Every month, Club Solutions sits down with an industry expert to share in their wealth of knowledge. In the August issue, the conversation features Phil Norton, the operations manager of Cincinnati Sports Club.
1. What was your first job in the fitness industry?
I spent the first 20-plus years of my career as a tennis pro, working my way to management. Toward the end of this path, I was a regional tennis director at a medical fitness organization that had three clubs. In that position, I was part of the senior leadership team working on the direction of all aspects of the operation, including fitness.
2. How did you get your start at Cincinnati Sports Club?
When I was looking to grow from my role in tennis, I was contacted by the CEO of the Cincinnati Sports Club about the operations position. After the interview, I was not sure I would enjoy it, but I knew this was the type of company and boss I wanted to work for. Previously, I had always looked for a position I thought I’d like, but this time my decision was based on the company.
3. What do you enjoy most about your current role?
What I love to do most is develop people. My job is to do that through hiring, training and personal development. Sometimes it’s hard, as people can be complicated – but it can also be tremendously rewarding. I sometimes joke my job would be great if I didn’t have to handle members or employees, but the truth is my best days always revolve around people and seeing them grow.
4. What’s the biggest challenge you’ve had to overcome, personally or professionally?
The word “biggest” stumped me on this question. I am not sure this is the biggest, but it is the most pervasive challenge, and that’s hiring quality people.
5. How did you overcome that challenge?
I don’t believe I have overcome it, as I believe hiring the best will always be a challenge. But I will share a few of the things I am learning. It starts with a commitment — this must be a priority and cannot be something that gets pushed down the list. Recruitment is probably the hardest part of hiring – hiring websites, networking with universities, current staff incentives and certification workshops are a few things that have helped us recruit. Having a thorough process – interviews, personality profiling, practical interview, etc. are critical, but the process must move fast because the best people always have options.
6. What is one key to Cincinnati Sports Club’s success?

__PROBLEMS TO WORK ON__:
a – In the interview with Phil Norton, what position did he hold at the medical fitness organization that had three clubs?
b – Summarize the interview in two sentences.
c – Please reproduce the stretch of the interview from "I don’t believe" through "Sports Club’s success?".

__RECORD EXCERPTS__:

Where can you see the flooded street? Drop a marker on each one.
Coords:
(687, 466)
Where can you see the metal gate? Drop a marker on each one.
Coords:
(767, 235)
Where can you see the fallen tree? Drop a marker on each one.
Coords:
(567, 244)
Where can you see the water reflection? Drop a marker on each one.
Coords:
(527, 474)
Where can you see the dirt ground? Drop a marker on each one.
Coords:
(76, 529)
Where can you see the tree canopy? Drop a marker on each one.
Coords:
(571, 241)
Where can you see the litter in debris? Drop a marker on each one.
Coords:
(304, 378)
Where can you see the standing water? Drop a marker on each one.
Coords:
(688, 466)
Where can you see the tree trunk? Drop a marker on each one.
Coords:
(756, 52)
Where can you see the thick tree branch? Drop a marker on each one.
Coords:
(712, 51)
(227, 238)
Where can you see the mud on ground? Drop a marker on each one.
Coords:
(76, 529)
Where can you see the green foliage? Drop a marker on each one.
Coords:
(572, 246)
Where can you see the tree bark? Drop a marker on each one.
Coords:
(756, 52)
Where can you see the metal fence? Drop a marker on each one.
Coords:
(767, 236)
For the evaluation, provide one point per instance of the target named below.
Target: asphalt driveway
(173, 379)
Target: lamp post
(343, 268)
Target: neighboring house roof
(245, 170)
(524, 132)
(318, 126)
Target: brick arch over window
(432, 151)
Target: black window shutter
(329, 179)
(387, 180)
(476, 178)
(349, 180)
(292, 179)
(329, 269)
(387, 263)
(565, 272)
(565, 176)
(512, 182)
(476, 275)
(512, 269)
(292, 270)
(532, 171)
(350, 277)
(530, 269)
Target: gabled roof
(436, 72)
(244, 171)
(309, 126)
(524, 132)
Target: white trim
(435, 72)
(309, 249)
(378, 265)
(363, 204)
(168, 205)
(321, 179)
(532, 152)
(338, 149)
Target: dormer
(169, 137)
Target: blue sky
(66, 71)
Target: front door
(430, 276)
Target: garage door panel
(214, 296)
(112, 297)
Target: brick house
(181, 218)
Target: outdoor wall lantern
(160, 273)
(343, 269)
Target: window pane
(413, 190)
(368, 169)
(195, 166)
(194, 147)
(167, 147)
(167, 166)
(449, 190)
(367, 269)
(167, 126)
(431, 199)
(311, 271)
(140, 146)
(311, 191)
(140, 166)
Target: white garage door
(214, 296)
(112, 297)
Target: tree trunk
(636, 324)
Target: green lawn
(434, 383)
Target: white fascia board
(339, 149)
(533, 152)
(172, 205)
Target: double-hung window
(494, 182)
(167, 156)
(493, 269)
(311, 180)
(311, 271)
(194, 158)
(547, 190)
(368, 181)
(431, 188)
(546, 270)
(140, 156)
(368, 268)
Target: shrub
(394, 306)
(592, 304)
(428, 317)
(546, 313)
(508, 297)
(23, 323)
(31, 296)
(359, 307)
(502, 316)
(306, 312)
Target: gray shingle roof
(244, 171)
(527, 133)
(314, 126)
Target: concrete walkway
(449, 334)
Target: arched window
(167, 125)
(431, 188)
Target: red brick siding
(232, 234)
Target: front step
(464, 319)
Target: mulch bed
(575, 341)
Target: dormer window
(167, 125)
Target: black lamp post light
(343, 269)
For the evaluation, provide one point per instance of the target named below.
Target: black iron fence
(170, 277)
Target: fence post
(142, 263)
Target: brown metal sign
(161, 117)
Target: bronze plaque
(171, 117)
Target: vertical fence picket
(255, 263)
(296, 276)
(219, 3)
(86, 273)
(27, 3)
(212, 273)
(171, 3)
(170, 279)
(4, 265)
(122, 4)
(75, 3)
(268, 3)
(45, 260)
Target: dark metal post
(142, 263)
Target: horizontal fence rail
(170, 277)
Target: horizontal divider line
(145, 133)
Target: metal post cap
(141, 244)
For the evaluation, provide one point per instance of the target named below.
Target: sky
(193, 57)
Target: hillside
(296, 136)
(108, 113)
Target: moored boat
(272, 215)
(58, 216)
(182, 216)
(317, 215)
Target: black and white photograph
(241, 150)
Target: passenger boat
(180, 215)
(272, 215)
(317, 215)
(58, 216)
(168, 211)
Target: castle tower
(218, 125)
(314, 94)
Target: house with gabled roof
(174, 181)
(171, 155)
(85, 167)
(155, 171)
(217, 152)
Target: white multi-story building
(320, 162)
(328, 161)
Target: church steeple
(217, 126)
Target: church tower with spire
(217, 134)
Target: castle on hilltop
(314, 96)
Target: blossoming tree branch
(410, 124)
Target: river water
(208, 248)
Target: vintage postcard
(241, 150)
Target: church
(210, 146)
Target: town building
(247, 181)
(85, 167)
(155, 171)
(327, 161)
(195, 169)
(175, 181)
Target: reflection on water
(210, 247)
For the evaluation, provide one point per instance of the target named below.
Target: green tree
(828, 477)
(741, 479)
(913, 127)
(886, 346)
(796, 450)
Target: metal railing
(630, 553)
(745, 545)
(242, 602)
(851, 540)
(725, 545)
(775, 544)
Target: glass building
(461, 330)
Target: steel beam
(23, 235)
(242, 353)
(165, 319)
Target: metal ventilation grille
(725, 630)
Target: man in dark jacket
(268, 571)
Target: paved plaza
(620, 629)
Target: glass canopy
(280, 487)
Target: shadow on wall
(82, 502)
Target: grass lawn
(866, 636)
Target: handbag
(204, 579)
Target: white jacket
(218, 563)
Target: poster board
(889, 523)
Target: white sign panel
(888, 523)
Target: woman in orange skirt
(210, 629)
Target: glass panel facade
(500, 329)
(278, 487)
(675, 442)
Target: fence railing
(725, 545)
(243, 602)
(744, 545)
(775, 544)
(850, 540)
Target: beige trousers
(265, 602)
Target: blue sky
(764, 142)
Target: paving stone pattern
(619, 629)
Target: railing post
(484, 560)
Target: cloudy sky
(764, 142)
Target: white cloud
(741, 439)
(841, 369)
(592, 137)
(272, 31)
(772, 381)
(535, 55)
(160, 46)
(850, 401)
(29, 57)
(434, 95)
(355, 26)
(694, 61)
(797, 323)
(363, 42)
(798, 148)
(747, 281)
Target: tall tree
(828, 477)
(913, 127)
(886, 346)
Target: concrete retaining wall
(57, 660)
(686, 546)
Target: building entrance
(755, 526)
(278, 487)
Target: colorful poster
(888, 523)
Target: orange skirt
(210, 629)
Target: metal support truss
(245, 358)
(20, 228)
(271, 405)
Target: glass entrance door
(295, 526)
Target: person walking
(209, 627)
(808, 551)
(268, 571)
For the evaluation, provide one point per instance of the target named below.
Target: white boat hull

__OUTPUTS IN ORDER__:
a – He was a regional tennis director.

b – Phil Norton, operations manager of Cincinnati Sports Club, spent more than 20 years as a tennis pro working his way into management before taking the operations position, a choice he based on the company rather than the job itself. He most enjoys developing people, and he names hiring quality people as his most pervasive challenge, one he believes will always remain a challenge.

c –
I don’t believe I have overcome it, as I believe hiring the best will always be a challenge. But I will share a few of the things I am learning. It starts with a commitment — this must be a priority and cannot be something that gets pushed down the list. Recruitment is probably the hardest part of hiring – hiring websites, networking with universities, current staff incentives and certification workshops are a few things that have helped us recruit. Having a thorough process – interviews, personality profiling, practical interview, etc. are critical, but the process must move fast because the best people always have options.
6. What is one key to Cincinnati Sports Club’s success?